TEKSTFRAGMENT:
21.2.2 Bouwwerken, geen gebouwen zijnde
Voor het bouwen van bouwwerken, geen gebouwen zijnde, gelden de volgende regels:
-
de bouwhoogte van erf- en terreinafscheidingen mag niet meer dan 1 m bedragen, met dien verstande dat de bouwhoogte van erf- en terreinafscheidingen achter de naar de weg gekeerde gevel(s) van het woongebouw, danwel het verlengde daarvan niet meer dan 2 m mag bedragen;
-
de bouwhoogte van overige bouwwerken, geen gebouwen zijnde, mag niet meer dan 5 m bedragen.
21.3 Nadere eisen
Burgemeester en Wethouders kunnen, ten behoeve van:
-
een goede woonsituatie;
-
het straat- en bebouwingsbeeld;
-
de sociale veiligheid;
-
een goede milieusituatie;
-
de verkeersveiligheid;
-
de gebruiksmogelijkheden van de aangrenzende gronden,
nadere eisen stellen aan de plaats en de afmetingen van de bebouwing.
21.4 Specifieke gebruiksregels
Tot een gebruik, strijdig met deze bestemming, wordt in ieder geval gerekend:
-
het gebruik van bijgebouwen voor bewoning;
-
het gebruik van gronden en bouwwerken ten behoeve van de uitoefening van detailhandel;
-
het gebruik van gronden en bouwwerken ten behoeve van horeca;
-
het gebruik van gronden en bouwwerken ten behoeve van bedrijfsdoeleinden anders dan in de vorm van een aan-huis-verbonden beroeps- of bedrijfsactiviteit;
-
het gebruik van gronden en bouwwerken ten behoeve van een aan-huis-verbonden beroeps- of bedrijfsactiviteit, zodanig dat:
-
de vloeroppervlakte meer bedraagt dan 30% van de totale gezamenlijke vloeroppervlakte van de betreffende woning in het woongebouw, met dien verstande dat de bedrijfsvloeroppervlakte per woning in het woongebouw ten hoogste 50 m² mag bedragen;
-
de activiteit niet (mede) wordt uitgeoefend door de eigenaar of één van de bewoners van de betreffende woning in het woongebouw;
-
het totale aantal werkenden bij een beroepsuitoefening meer dan 3 bedraagt en bij een bedrijfsuitoefening meer dan 2;
-
de activiteiten vergunning- of meldingplichtig zijn ingevolge de Wet milieubeheer en de Wet algemene bepalingen omgevingsrecht;
-
er detailhandel plaatsvindt, tenzij er sprake is van de verkoop van ter plaatse vervaardigde non-food goederen of de verkoop van direct aan de activiteit verwante artikelen, met dien verstande dat de verkoopvloeroppervlakte ten hoogste 10% van de bedrijfsvloeroppervlakte mag bedragen;
-
de activiteit leidt tot parkeer- en verkeersoverlast;
-
de activiteit leidt tot overlast door een publiekaantrekkende werking;
-
de activiteit hinder voor het woonmilieu oplevert.

OPDRACHTDOEL:
Schrijf uit het tekstfragment over de bouw- en gebruiksregels het deel vanaf "21.2.2 Bouwwerken, geen" tot en met "5 m bedragen." woord voor woord over.

AANGELEVERDE GEGEVENS:
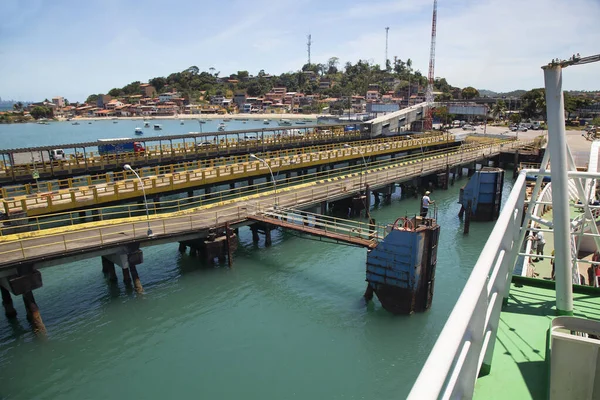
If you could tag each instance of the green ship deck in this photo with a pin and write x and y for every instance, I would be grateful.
(519, 369)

ANTWOORDVAK:
21.2.2 Bouwwerken, geen gebouwen zijnde
Voor het bouwen van bouwwerken, geen gebouwen zijnde, gelden de volgende regels:
-
de bouwhoogte van erf- en terreinafscheidingen mag niet meer dan 1 m bedragen, met dien verstande dat de bouwhoogte van erf- en terreinafscheidingen achter de naar de weg gekeerde gevel(s) van het woongebouw, danwel het verlengde daarvan niet meer dan 2 m mag bedragen;
-
de bouwhoogte van overige bouwwerken, geen gebouwen zijnde, mag niet meer dan 5 m bedragen.